**YOUR TASK**
Can you edit the items below so that "evenodd" becomes "nonzero", with nothing else changed and the pictures left out?

**RAW RECORDS**
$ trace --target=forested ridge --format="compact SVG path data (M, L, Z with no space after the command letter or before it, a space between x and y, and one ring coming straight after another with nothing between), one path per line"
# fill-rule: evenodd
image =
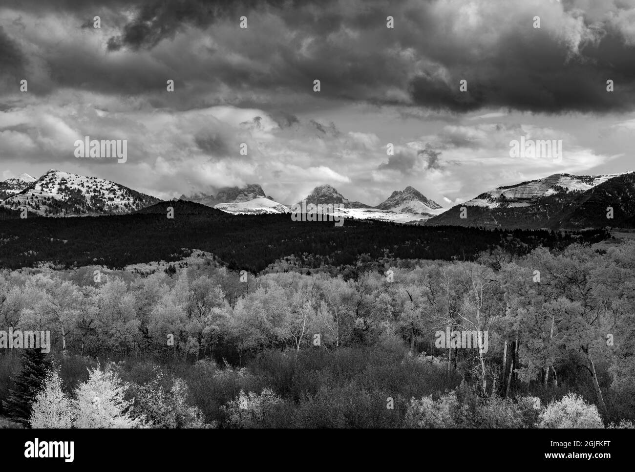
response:
M166 217L170 206L173 219ZM305 262L313 267L352 264L362 254L377 259L387 253L401 259L471 260L497 247L523 255L539 246L561 249L607 237L602 229L484 230L348 219L335 227L332 222L294 222L288 215L231 215L178 201L126 215L29 215L1 220L0 267L17 269L46 262L62 268L95 264L121 268L177 260L185 248L211 252L230 269L257 273L291 255L310 259L310 263Z
M3 325L50 330L58 367L28 403L20 380L43 361L0 350L0 414L44 428L632 428L634 255L632 241L497 249L360 260L348 278L285 260L243 278L201 253L148 276L4 271ZM487 332L487 348L439 345L446 330Z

**REPLY TO THE EXERCISE**
$ trace --target=forested ridge --format="compact SVG path data (M, L, Z with no space after the command letter or before it, a space between x and y, and one ring coming straight after another with nothing between), one path per line"
# fill-rule: nonzero
image =
response:
M166 217L170 206L173 219ZM305 262L313 267L352 264L362 254L377 259L387 253L401 259L471 260L497 247L523 255L539 246L561 249L607 237L602 229L484 230L348 219L335 227L332 222L294 222L288 215L231 215L178 201L126 215L29 215L1 220L0 267L17 269L46 262L62 268L95 264L121 268L177 260L185 248L211 252L230 269L257 273L291 255L310 259L310 263Z
M3 325L50 330L58 367L28 403L20 380L43 361L0 350L0 414L44 428L632 428L634 255L632 241L497 249L360 260L348 278L285 260L243 278L201 253L148 276L4 271ZM487 332L487 348L439 345L446 330Z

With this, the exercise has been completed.